QUOTED PASSAGE
+++++
After the Los Angeles Times Grand Prix, Chandler sent his 935 to the famed ANDIAL workshop in Costa Mesa, California, where a new three-liter, twin-turbo engine was built for the car. This was a common practice at the time, as the twin-turbo configuration was more reliable, improved the torque curve, and was better suited to most circuits. Once this work was carried out, the 935 returned to Chandler, who would occasionally take it out for demonstration runs at POC and PCA events during the 1980s. In 1990, Chandler once again sent the 935 to ANDIAL for servicing. In a letter to Dieter Inzenhofer, one of the firm’s founding members, Chandler confirmed his limited use of the car: “It’s been several years since I have driven it hard at Riverside, but it has very few miles on it since you installed the engine 11 years ago after the IMSA race.”
The 935 remained in Chandler’s collection until November 1993, when it was sold to well-known racer and Porsche specialist Dennis Aase of Anaheim, California. Aase kept the car for a brief period, selling it the following year to David and Karen Hall of Portland, Oregon. The current caretaker, a longtime Porsche enthusiast and vintage racer, purchased the 935 from the Halls in December 1996, and it has been a centerpiece of his collection since.
+++++
PROVIDED INFORMATION
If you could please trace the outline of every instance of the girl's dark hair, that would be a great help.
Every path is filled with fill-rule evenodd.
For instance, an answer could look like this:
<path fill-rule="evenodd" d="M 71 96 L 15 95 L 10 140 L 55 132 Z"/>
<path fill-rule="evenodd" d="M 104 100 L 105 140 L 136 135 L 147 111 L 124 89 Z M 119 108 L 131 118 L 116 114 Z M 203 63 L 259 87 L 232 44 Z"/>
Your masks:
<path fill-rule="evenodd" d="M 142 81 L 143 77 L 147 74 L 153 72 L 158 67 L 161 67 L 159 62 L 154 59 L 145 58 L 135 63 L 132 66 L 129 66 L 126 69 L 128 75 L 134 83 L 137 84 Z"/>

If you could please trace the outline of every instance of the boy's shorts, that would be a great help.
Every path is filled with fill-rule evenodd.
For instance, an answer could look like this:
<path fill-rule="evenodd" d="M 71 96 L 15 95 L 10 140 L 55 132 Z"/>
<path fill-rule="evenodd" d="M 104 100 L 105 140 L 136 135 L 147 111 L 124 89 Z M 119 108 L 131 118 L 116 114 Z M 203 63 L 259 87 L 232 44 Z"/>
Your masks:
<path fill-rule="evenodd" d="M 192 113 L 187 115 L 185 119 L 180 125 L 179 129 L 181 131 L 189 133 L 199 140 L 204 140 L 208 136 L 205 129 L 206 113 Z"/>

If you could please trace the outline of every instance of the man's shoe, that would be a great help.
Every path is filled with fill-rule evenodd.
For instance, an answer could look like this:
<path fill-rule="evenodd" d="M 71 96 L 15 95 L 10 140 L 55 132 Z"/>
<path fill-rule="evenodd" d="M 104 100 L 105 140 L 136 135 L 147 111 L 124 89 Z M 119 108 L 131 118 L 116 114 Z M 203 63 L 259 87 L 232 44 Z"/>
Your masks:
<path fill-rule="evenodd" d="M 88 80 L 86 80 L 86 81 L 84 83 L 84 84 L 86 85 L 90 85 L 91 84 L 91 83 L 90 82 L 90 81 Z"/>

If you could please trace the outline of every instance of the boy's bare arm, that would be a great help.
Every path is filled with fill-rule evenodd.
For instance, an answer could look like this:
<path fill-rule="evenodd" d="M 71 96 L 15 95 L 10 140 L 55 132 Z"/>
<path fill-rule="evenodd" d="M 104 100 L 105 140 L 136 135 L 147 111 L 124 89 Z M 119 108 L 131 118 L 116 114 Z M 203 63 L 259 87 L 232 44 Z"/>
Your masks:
+++++
EXERCISE INSTRUCTIONS
[a] Copy word for word the part of the Porsche 935 passage that opens with the words containing "The 935 remained" and closes with "his collection since.".
[b] Answer these questions from the Porsche 935 passage:
(i) In what city and state was the ANDIAL workshop?
(ii) In what month and year did Chandler sell the 935 to Dennis Aase?
(iii) From whom did the current caretaker buy the car?
[c] Continue the Porsche 935 passage from where it stops.
None of the rows are needed here.

ANSWERS FOR THE TASKS
[a]
The 935 remained in Chandler’s collection until November 1993, when it was sold to well-known racer and Porsche specialist Dennis Aase of Anaheim, California. Aase kept the car for a brief period, selling it the following year to David and Karen Hall of Portland, Oregon. The current caretaker, a longtime Porsche enthusiast and vintage racer, purchased the 935 from the Halls in December 1996, and it has been a centerpiece of his collection since.

[b]
(i) Costa Mesa, California.
(ii) November 1993.
(iii) David and Karen Hall of Portland, Oregon.

[c]
Early on in the consignor’s ownership, the Porsche was campaigned in two HSR vintage races, the more notable being the 935 Challenge at Daytona in 2000, when David Murry drove the car to victory. Following these events, the 935 underwent a sympathetic restoration, with a great effort made to preserve original details wherever possible. Although the Porsche has not been actively raced since this work was completed, the consignor reports that the car has been regularly run and maintained without regard to expense.
Today, chassis 990 0027 is beautifully presented in all respects and looks magnificent in its distinctive Vintage Racing Blue livery. The Porsche still retains the three-liter engine built by ANDIAL in 1980, which has been fitted with a single KKK turbocharger to give the car a more accurate, as-raced appearance. Included with the sale is an impressive file of documentation that includes the original 1979 invoice from Volkswagen of America Inc. to Otis Chandler, receipts for the work performed at ANDIAL in 1980 and 1990, a copy of the May 1979 issue of Porsche Panorama, as well as correspondence, Bills of Sale, and photographs.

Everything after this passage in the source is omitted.